Start of Extract

[Python-ideas] Python 3000 TIOBE -3%

Sat Feb 11 20:35:28 CET 2012

Masklinn, 11.02.2012 17:18:
> On 2012-02-11, at 13:53 , Stefan Behnel wrote:
>> Well, except for the cases where that didn't work. Remember that implicit
>> encoding behaves in a platform dependent way in Python 2, so even if your
>> code runs on your machine doesn't mean it will work for anyone else.
> 
> Sure, I said it allowed you, not that this allowance actually worked.
> 
>>> And using latin-1 in that context looks and feels weird/icky, the file is not
>>> encoded using latin-1, the encoding just happens to work to manipulate bytes as
>>> ascii text + non-ascii stuff.
>>
>> Correct. That's precisely the use case described above.
> 
> Yes, but now instead of just ignoring that stuff you have to actively and
> knowingly lie to Python to get it to shut up.

End of Extract

Exercises to complete ▸
1) Answer these questions about the thread:
(a) What date and time are shown at the top?
(b) What does it say behaves in a platform dependent way in Python 2?
(c) Which encoding does it say looks and feels weird/icky in that context?
2) Repeat the thread word for word, everything from "Sat Feb 11 20:35:28" down to "for anyone else.".

Start of Raw data

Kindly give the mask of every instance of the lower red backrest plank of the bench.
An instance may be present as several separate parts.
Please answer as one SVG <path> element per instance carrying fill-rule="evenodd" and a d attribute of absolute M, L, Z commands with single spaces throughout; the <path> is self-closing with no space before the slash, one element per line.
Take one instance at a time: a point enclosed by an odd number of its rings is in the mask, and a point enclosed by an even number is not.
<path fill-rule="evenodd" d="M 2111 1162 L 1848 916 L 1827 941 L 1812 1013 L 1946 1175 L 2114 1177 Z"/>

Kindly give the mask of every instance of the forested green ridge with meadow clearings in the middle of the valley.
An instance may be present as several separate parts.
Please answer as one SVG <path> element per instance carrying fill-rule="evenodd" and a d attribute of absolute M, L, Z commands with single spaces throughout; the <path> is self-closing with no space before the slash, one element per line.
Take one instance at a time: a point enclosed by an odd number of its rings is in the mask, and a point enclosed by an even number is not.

End of Raw data

Results of the exercise ▸
1)
(a) Sat Feb 11 20:35:28 CET 2012
(b) Implicit encoding
(c) latin-1

2)
Sat Feb 11 20:35:28 CET 2012

Masklinn, 11.02.2012 17:18:
> On 2012-02-11, at 13:53 , Stefan Behnel wrote:
>> Well, except for the cases where that didn't work. Remember that implicit
>> encoding behaves in a platform dependent way in Python 2, so even if your
>> code runs on your machine doesn't mean it will work for anyone else.